— Try it —
Locate, in the data below, the line that contains "Target: white cloud" and the line that contains "Target: palm frond thatch"; reproduce exactly those two lines and every line between them, nothing more.

Data records:
+ + + +

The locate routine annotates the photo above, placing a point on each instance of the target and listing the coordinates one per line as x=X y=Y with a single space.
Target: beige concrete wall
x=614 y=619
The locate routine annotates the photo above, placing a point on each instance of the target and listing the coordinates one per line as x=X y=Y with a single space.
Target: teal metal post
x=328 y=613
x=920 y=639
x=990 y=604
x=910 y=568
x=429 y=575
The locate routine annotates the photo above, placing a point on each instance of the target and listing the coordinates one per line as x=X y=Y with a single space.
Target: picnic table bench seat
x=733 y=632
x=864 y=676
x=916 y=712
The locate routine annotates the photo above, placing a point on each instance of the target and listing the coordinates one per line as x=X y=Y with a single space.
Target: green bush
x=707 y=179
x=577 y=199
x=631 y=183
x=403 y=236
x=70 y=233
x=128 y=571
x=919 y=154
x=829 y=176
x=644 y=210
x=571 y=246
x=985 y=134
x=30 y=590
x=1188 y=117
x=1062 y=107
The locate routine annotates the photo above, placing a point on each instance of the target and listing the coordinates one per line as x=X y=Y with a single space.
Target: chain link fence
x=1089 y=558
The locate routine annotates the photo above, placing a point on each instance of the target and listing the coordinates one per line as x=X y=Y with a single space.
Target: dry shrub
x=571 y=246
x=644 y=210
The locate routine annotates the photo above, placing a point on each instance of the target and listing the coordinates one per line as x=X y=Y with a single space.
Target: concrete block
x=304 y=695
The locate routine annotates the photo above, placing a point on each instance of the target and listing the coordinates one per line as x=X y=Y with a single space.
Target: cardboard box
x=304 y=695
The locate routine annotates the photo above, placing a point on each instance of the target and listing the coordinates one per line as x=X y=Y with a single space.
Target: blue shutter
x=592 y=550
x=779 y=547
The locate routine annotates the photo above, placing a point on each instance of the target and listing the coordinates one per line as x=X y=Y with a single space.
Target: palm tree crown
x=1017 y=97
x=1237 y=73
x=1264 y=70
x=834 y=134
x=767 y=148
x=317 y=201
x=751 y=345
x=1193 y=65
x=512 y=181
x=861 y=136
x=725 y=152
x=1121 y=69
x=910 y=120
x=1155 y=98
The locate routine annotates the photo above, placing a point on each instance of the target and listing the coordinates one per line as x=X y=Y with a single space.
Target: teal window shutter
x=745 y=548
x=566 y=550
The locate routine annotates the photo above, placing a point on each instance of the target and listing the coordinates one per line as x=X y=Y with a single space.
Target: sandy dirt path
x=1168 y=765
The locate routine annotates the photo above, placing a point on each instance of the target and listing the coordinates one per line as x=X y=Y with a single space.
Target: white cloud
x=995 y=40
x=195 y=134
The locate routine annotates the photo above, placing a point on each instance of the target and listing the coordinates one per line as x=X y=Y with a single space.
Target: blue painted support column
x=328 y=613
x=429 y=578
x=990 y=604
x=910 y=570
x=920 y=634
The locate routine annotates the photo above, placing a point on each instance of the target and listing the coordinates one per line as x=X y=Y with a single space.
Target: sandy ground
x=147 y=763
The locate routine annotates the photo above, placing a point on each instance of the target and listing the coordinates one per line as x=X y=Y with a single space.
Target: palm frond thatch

+ + + +

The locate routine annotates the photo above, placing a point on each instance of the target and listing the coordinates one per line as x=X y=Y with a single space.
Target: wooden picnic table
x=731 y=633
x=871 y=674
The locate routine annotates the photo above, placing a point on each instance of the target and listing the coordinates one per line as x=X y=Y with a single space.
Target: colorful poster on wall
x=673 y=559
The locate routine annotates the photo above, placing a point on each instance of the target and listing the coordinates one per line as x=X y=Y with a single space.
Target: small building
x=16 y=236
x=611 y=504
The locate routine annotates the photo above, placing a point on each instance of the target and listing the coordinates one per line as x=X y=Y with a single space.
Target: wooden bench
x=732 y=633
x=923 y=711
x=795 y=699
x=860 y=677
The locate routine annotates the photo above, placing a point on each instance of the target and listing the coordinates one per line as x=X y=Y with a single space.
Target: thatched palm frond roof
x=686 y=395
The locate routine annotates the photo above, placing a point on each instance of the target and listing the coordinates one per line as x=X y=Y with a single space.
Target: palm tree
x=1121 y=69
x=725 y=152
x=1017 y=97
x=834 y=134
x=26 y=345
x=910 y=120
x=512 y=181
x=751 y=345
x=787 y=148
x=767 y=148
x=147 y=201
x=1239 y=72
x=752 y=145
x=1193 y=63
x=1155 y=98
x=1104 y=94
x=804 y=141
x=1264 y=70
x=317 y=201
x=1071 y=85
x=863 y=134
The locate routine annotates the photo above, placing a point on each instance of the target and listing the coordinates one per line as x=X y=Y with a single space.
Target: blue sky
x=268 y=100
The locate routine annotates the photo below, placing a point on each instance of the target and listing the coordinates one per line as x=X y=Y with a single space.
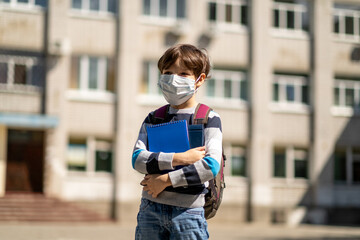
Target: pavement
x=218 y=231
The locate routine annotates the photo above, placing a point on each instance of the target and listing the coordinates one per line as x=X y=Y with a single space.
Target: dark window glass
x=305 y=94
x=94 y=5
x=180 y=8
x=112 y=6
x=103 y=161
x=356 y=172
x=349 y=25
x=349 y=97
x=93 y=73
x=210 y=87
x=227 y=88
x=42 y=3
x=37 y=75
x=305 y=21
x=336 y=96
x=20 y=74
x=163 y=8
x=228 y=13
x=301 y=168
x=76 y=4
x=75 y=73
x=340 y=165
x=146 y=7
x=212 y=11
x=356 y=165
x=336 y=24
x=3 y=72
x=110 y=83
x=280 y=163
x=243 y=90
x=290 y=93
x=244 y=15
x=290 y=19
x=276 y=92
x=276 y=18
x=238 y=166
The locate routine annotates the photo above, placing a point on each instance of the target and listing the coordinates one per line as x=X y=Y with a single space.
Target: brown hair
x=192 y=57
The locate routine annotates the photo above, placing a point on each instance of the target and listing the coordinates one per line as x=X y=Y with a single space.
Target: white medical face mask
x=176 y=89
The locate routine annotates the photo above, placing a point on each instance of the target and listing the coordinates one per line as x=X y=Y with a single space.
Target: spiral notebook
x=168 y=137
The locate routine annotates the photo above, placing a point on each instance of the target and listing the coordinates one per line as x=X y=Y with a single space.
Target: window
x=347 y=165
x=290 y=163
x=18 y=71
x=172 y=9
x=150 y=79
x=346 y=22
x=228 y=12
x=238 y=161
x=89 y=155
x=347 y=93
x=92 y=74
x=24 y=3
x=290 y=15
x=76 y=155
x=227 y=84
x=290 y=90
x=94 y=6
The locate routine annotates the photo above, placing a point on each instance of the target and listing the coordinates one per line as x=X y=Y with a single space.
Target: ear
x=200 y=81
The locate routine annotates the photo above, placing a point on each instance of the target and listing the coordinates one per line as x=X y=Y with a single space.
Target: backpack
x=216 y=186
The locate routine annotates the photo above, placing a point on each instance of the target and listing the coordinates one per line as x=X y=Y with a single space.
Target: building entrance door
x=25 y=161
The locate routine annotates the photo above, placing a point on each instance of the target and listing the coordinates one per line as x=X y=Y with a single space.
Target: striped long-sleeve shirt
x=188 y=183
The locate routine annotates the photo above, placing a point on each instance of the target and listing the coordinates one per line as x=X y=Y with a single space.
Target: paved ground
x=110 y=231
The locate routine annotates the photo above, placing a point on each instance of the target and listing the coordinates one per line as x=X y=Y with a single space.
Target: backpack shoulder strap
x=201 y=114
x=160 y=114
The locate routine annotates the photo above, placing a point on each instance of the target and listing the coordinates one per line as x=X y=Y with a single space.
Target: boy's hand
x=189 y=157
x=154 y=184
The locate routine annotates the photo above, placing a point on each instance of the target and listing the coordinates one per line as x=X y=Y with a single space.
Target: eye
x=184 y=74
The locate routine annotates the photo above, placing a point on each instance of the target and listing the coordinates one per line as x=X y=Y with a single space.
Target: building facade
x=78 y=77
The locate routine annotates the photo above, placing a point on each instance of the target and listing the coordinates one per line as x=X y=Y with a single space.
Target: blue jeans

+ + + +

— Answer for this exercise —
Target: white cloud
x=995 y=40
x=195 y=134
The locate routine annotates the photo above, placing a point on each instance of the target and listing the coordinates one per line as x=X y=Y with a single space.
Target: blue painted support column
x=328 y=613
x=429 y=578
x=990 y=604
x=910 y=570
x=920 y=634
The locate routine annotates the photo above, placing a point on each instance of the target and listing the coordinates one per line as x=X y=Y with a single space.
Target: sandy ground
x=147 y=763
The locate routine annotates the photo above, placing a point on each instance of the target and listing the coordinates one per line as x=X y=Y with a single space.
Target: palm frond thatch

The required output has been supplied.